■ **What needs to be done**: Please render every line of the records below as a JSON list of strings, one string per line, with blank lines skipped and the pictures left out.

==== Input

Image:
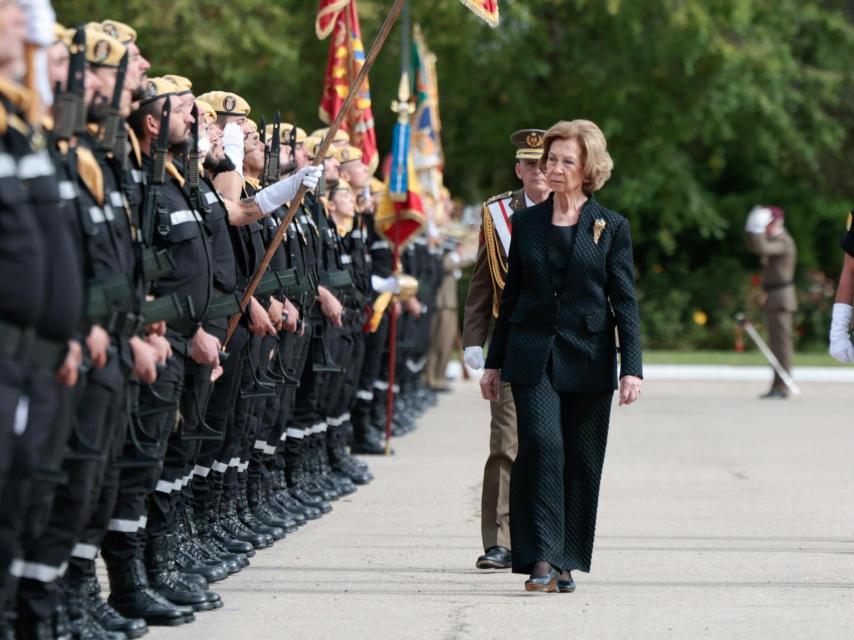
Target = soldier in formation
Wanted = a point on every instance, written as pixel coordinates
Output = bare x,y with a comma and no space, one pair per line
135,423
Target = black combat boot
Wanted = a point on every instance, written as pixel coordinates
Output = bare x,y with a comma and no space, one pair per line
234,527
83,625
107,616
190,557
297,485
248,518
266,512
198,530
133,597
166,581
215,517
284,497
343,463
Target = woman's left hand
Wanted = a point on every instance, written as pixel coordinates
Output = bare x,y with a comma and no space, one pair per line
489,384
630,389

========

■ **Solution to this problem**:
[
  "Image:",
  "Target = soldier in formation",
  "Wanted = a point on every instance, written as pixel coordinates",
  "Output = bare x,y with a comma and no space, one pair per line",
  "135,423",
  "Target = black combat boot",
  "Wanted = a point on every instance, written as pixel coordinates",
  "Output = bare x,y with a comma and no space, one pair per line",
  "234,527",
  "83,625",
  "107,616",
  "190,557",
  "297,485",
  "248,518",
  "266,512",
  "198,530",
  "133,597",
  "166,581",
  "215,517",
  "284,497",
  "343,463",
  "Target = woman's left hand",
  "Wanted = a point on every instance, written as pixel coordinates",
  "Output = bare x,y with a comma and no space, one pair per line",
  "489,384",
  "630,389"
]